** Job **
Repeat all of the entries below word for word, but leave out the picture.

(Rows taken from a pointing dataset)
Begin
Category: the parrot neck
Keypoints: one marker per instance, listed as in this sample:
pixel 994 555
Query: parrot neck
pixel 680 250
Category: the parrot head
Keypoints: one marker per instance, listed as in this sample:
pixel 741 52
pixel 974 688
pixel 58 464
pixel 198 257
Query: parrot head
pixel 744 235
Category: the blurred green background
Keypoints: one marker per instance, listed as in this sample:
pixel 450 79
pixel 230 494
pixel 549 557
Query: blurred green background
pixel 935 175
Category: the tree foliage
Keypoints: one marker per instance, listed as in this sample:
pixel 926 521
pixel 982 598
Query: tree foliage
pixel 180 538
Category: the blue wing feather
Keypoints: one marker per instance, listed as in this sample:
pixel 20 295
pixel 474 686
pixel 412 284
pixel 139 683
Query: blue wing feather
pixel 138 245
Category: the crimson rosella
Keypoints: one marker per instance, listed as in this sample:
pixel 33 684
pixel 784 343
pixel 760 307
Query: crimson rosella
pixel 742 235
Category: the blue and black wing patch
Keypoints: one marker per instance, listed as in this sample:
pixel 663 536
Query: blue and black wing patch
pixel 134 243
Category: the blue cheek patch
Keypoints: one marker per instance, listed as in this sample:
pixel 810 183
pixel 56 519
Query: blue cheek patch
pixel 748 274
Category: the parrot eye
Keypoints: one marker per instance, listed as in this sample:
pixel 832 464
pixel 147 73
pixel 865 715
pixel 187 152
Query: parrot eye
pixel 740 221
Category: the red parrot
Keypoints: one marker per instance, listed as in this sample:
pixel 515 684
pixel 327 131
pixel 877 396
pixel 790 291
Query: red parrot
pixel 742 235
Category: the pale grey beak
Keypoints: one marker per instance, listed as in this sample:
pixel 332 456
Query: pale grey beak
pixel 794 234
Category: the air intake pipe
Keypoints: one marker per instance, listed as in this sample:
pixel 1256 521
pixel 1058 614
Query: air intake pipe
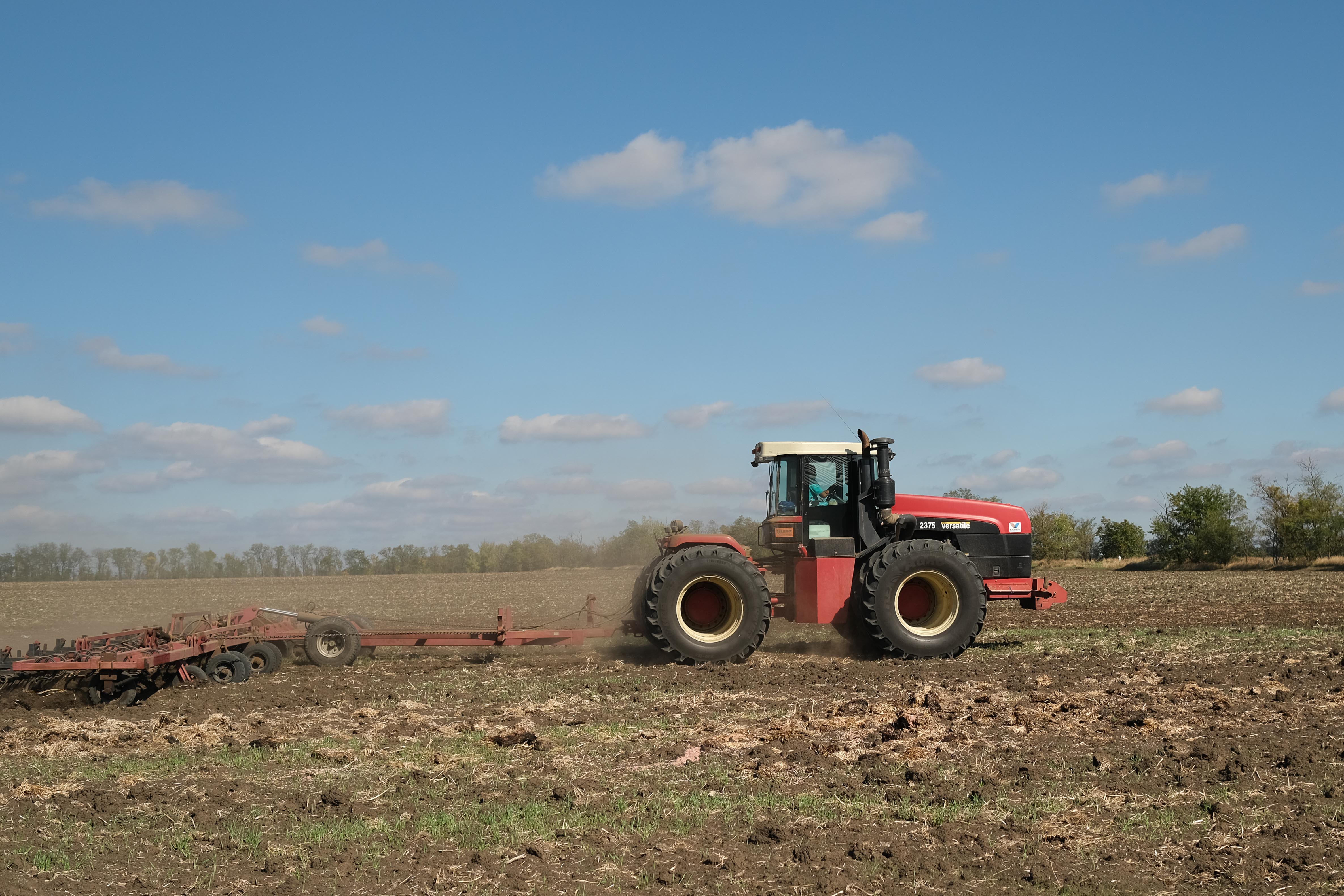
pixel 885 491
End
** Response to the task **
Category: the parrot neck
Keypoints: one marker per instance, listed as in this sample:
pixel 994 555
Query: parrot neck
pixel 680 250
Category: the parrot head
Keypoints: one marker per instance, listed as in this sample:
pixel 741 52
pixel 974 688
pixel 58 464
pixel 198 257
Query: parrot head
pixel 744 235
Category: the blurred green background
Keypoints: one marker per instance, listed as in this sample:
pixel 450 79
pixel 230 494
pixel 549 557
Query: blurred green background
pixel 935 175
Category: the tree foliage
Keypoints: one marker per instance, listed as in this sample:
pixel 926 521
pixel 982 598
Query: tree foliage
pixel 180 538
Category: the blue wing feather
Keypoints: one marker per instance, listed as in this sample:
pixel 20 295
pixel 474 686
pixel 412 284
pixel 139 683
Query: blue wing feather
pixel 138 245
Category: the crimson rosella
Keypoints: one marker per instance, listed as in this sample:
pixel 33 684
pixel 784 343
pixel 760 307
Query: crimson rosella
pixel 742 235
Category: the blue and black wing patch
Keypoints: one marker per instance, listed as in this sample:
pixel 663 536
Query: blue and black wing patch
pixel 134 243
Category: the blue cheek patch
Keypoints: one marker per instance, listed as in this sample:
pixel 810 183
pixel 56 519
Query: blue cheek patch
pixel 748 274
Category: the parrot eye
Keypoints: one marker per instance, listed as in this sample:
pixel 832 464
pixel 147 73
pixel 865 715
pixel 187 152
Query: parrot eye
pixel 740 221
Category: the red parrot
Keypoints: one marker per instance, listed as in this sample:
pixel 515 684
pixel 327 131
pixel 877 396
pixel 790 291
Query: red parrot
pixel 742 235
Category: the pale grey beak
Keypoints: one marker per instance, listed as in this sample:
pixel 332 456
Query: pale grey beak
pixel 794 234
Category: the air intake pipe
Keypoints: one marker per instance, listed as in this sample:
pixel 1256 521
pixel 1058 614
Query: air intake pipe
pixel 885 491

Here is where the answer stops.